### Complete the following
**a.** Restate the passage on pulse reading in early Chinese medicine, starting with "Similarly, the chapter" and going on through "surrounding the injury.". Put "wound" in place of "injury".
**b.** Extend the passage on pulse reading in early Chinese medicine, picking up after its final sentence.

### Selected passage
++++++++++++++++++++

In the chapter entitled, “Maifa” Model of the Vessels”, of Donald Harper’s Early Chinese Medical Literature, the author discusses certain elements of the traditional Chinese medicine practice of reading one’s pulse to determine one’s ailments and, ultimately, cure one’s illness. As translated in this chapter, the term “vessel” seems to be used interchangeably to mean both blood flow and blood vein (Harper, 2009). According to the text, “mafia” refers to the methods that ancient Chinese sages or doctors used to “elucidate the structure of the body and classify the ailments that affect it” (Harper, 2009).
Apparently, the ancient sages were able to learn much by reading or examining the condition of the vessel. One element that reading the vessel revealed was whether or not there was too much or too little “vapor” in the body. Vapor seems to have a negative effect on one’s body if there is too much of it at the lower extremities. If a vessel suggests that there is too much vapor in the lower body, mafia suggests relieving the situation by apply pressure or “cauterizing” the vessel at a higher location. This apparently will block the stoppage and allow one’s vapor to move freely through the body.
Similarly, the chapter examines how mafia allowed the ancient sages to determine the on an injury to a body part from a reading of the vessel and observation of whether or not there is puss present at the sight of the injury. Moreover, if there is pus, mafia allows the ancient sage to determine the extent of the injury and the best ways at which to treat the injury or relieved the pus surrounding the injury.

++++++++++++++++++++

### Extracted information
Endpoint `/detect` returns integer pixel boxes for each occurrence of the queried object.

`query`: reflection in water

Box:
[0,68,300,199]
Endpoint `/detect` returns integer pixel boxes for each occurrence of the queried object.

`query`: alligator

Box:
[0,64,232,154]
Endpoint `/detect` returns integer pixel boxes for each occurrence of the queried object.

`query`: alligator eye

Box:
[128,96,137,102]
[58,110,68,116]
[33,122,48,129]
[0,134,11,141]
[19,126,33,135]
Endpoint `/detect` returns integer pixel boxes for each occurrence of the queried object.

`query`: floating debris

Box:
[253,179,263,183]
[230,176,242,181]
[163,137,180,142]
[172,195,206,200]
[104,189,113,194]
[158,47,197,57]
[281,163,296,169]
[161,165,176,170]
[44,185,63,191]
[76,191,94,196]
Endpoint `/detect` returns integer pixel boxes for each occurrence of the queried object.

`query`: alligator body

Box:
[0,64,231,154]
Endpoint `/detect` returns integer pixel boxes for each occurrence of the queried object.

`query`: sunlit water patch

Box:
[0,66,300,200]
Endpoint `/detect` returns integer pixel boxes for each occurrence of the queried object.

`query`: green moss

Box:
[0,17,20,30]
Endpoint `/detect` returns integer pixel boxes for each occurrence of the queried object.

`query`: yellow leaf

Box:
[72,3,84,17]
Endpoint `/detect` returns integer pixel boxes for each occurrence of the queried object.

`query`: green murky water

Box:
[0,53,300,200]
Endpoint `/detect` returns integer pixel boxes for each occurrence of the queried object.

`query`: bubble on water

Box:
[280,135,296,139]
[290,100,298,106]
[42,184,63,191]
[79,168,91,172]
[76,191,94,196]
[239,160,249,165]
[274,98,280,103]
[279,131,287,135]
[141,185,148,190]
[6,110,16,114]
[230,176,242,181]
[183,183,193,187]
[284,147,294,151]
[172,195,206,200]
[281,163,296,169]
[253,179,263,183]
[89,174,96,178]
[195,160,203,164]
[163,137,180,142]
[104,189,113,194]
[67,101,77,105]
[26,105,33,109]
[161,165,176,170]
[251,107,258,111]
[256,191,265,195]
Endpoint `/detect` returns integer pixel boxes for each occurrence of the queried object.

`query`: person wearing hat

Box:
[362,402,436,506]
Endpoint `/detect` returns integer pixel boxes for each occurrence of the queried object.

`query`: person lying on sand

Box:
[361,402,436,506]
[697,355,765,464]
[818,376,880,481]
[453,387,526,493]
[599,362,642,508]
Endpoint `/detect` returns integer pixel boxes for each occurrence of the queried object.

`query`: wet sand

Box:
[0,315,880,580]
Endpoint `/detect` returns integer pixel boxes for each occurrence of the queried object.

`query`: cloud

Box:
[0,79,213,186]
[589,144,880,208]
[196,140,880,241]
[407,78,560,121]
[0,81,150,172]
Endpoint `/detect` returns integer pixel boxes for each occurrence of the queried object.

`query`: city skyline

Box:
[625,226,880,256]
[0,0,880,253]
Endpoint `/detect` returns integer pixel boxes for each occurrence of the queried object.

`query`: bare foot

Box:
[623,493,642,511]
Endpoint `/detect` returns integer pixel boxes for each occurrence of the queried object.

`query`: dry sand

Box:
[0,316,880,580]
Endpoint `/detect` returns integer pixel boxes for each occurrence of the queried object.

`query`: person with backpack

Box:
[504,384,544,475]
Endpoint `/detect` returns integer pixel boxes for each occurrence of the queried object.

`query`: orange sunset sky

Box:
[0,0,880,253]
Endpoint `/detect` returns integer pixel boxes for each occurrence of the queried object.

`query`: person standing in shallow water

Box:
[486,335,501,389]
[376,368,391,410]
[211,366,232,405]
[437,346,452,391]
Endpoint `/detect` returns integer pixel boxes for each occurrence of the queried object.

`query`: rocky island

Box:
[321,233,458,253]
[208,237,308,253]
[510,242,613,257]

++++++++++++++++++++

### Answer set
**a.**
Similarly, the chapter examines how mafia allowed the ancient sages to determine the on an wound to a body part from a reading of the vessel and observation of whether or not there is puss present at the sight of the wound. Moreover, if there is pus, mafia allows the ancient sage to determine the extent of the wound and the best ways at which to treat the wound or relieved the pus surrounding the wound.

**b.**
A reading of the chapter makes it clear that mafia seemed to be standard practice for medical practitioners in ancient China, and that it was also standard study for those wanting to become medical practitioners. While the description of the methods seems quite simplistic, it is nevertheless quite shocking at how advances the method seems. To be sure, most of the description of the ailments are common known today thanks to advancement in medical science, technology and practices, but to consider that they were also commonly known to ancient Chinese medication practitioners is shocking. Accordingly, when they techniques worked, at that time, they must have seemed, to the public, to be magic or the working of God through the hands of the sage.
Indeed, it seems as if the ancient sages, themselves, thought that the procedures that they used and taught had somewhat “otherworldly” aspects. This was illustrated, for example, in the reliance on quasi-religious terms for indications rather than using more biological or physiological terms. For instance, blood is describe as bonding to one’s “yin” or the female element of existence; while vapor is described as bonding with one’s “yang” or male element. The imbalance of “yin” and “yang” cause a range of ailments such as “panicky wildness”, and “violent eruptions” causing “internal harm” (Harper, 2009). Accordingly, the remedy for the ancient sage was to bring balance to the flow of blood, such as allowing the “vapor” to escape, possible through the use of acupuncture needles; there by returning the body to equilibrium and balance.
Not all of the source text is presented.